**PROBLEM DETAILS:** Write out the records that appear below, verbatim and complete, but without pictures.

_ _ _ _ _ _ _

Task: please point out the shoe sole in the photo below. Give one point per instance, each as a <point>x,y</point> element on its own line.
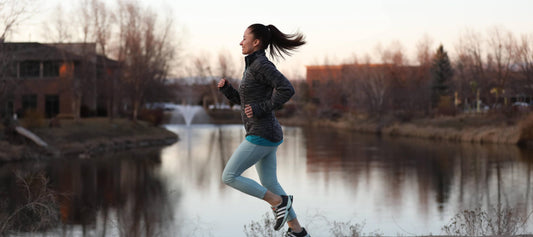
<point>289,206</point>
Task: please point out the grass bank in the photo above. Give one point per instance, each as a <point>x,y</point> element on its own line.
<point>486,128</point>
<point>88,137</point>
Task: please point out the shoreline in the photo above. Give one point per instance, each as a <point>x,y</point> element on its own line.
<point>87,138</point>
<point>90,137</point>
<point>479,129</point>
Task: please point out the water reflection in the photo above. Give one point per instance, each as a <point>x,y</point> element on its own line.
<point>398,186</point>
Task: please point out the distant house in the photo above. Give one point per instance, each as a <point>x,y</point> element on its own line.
<point>53,79</point>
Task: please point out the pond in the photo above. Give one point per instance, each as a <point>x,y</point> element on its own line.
<point>339,179</point>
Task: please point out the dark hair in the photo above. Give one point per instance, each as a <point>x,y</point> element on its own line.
<point>279,42</point>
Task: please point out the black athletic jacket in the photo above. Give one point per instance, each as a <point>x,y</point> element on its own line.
<point>265,89</point>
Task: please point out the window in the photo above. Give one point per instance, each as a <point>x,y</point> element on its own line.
<point>9,70</point>
<point>30,69</point>
<point>51,105</point>
<point>29,102</point>
<point>51,68</point>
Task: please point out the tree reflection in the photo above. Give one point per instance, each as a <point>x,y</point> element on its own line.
<point>467,176</point>
<point>119,195</point>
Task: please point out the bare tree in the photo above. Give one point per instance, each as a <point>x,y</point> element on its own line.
<point>58,30</point>
<point>103,20</point>
<point>502,45</point>
<point>524,61</point>
<point>145,50</point>
<point>471,79</point>
<point>12,13</point>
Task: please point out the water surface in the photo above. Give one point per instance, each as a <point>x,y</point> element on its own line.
<point>393,186</point>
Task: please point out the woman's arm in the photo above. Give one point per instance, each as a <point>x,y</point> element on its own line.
<point>283,90</point>
<point>231,93</point>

_ _ _ _ _ _ _

**THE ANSWER:**
Task: please point out the shoe sole in the photo below. Give one point per instance, each as a <point>x,y</point> element on its own line.
<point>289,206</point>
Task: please point out the grass bank in the photo above. Give one point per instance, each as a <point>x,y</point> element on its own line.
<point>486,128</point>
<point>88,137</point>
Task: please point out the shoreline in the photo above. Give one point per instance, each as a <point>x,y</point> element on its own line.
<point>87,138</point>
<point>90,137</point>
<point>479,129</point>
Task: please point out the water reflection in the photo above. Give one point per instance, each as a <point>x,y</point> element on its own line.
<point>398,186</point>
Task: please point out the distant house in the photo above. Give one point per instance, each as a <point>x,y</point> element on its own line.
<point>53,79</point>
Task: please point out the pond in the photo above. Give one point per instance, each as a <point>x,y</point> element on its own line.
<point>339,179</point>
Task: please point out the dark hair in the photo above. Give one point per instance, each as a <point>x,y</point> element on its own line.
<point>279,42</point>
Task: please point out the black athletic jacket in the photo above. Give one point per instance, each as a <point>x,y</point> element on its own line.
<point>265,89</point>
Task: please point out the window in the photo above. Give one point per instance, each as a <point>x,y</point> element on its own line.
<point>9,70</point>
<point>30,69</point>
<point>51,105</point>
<point>29,102</point>
<point>51,68</point>
Task: please point out the tree reflection in the photo above. Give one point per instance, each as a <point>x,y</point> element on its own line.
<point>467,176</point>
<point>119,195</point>
Task: please point out the bare tree in the photo above. Give one point per instance, each as a <point>x,y</point> element on its own line.
<point>58,30</point>
<point>103,20</point>
<point>502,45</point>
<point>524,61</point>
<point>145,50</point>
<point>471,79</point>
<point>12,13</point>
Task: please point out the water surface in the photo above. Give one point per instance, each as a <point>x,y</point> element on its own line.
<point>393,186</point>
Task: please point out the woman's arm in the photo above. Give one point per instance, each as a <point>x,y</point> element on its own line.
<point>283,90</point>
<point>231,93</point>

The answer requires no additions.